**Dataset extract**
========

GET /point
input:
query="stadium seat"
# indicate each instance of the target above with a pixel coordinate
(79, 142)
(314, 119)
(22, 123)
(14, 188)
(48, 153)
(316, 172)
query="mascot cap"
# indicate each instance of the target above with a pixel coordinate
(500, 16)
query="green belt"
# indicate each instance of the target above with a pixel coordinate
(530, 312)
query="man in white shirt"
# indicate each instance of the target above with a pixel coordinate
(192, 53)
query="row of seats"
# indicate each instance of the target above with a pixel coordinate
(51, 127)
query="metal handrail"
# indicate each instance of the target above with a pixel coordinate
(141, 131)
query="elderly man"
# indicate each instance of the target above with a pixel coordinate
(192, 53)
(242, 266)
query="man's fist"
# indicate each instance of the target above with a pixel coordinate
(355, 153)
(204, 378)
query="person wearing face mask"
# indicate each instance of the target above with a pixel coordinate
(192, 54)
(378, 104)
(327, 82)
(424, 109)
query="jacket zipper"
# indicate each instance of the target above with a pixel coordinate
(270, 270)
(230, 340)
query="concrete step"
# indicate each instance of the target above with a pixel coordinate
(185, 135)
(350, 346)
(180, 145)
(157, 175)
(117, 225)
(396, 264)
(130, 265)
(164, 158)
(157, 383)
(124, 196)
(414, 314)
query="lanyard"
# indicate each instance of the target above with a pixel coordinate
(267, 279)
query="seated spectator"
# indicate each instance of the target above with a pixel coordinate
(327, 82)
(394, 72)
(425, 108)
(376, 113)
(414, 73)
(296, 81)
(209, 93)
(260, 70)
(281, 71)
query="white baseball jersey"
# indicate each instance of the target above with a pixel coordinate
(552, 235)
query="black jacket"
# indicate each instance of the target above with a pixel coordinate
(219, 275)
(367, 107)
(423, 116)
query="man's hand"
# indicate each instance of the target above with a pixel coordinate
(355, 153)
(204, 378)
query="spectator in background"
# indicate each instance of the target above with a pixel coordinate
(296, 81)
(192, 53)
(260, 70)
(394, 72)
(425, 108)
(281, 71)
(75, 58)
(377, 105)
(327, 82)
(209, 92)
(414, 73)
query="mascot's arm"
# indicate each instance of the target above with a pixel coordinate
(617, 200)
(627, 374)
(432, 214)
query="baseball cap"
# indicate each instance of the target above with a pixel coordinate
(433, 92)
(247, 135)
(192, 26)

========

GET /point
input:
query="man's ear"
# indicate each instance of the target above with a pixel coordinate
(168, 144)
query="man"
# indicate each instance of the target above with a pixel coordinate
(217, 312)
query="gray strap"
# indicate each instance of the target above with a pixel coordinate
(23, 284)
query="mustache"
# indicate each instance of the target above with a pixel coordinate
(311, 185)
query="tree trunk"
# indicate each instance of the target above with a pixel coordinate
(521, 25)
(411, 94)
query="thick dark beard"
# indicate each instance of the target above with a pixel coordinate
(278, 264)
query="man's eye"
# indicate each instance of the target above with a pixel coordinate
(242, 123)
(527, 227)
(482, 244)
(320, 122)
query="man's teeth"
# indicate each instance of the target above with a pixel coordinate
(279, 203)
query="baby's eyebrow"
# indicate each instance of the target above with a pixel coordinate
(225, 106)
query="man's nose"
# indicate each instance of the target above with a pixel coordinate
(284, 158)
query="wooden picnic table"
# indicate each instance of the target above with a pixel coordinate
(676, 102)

========

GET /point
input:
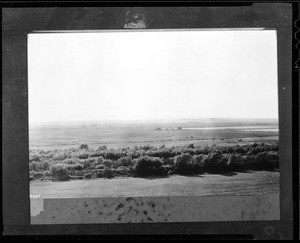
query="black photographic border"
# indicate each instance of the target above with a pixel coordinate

========

**Problem to work on**
From the entries above, collect every line with the string "baseball" in it.

**Result of this exercise**
query="white baseball jersey"
query="baseball cap"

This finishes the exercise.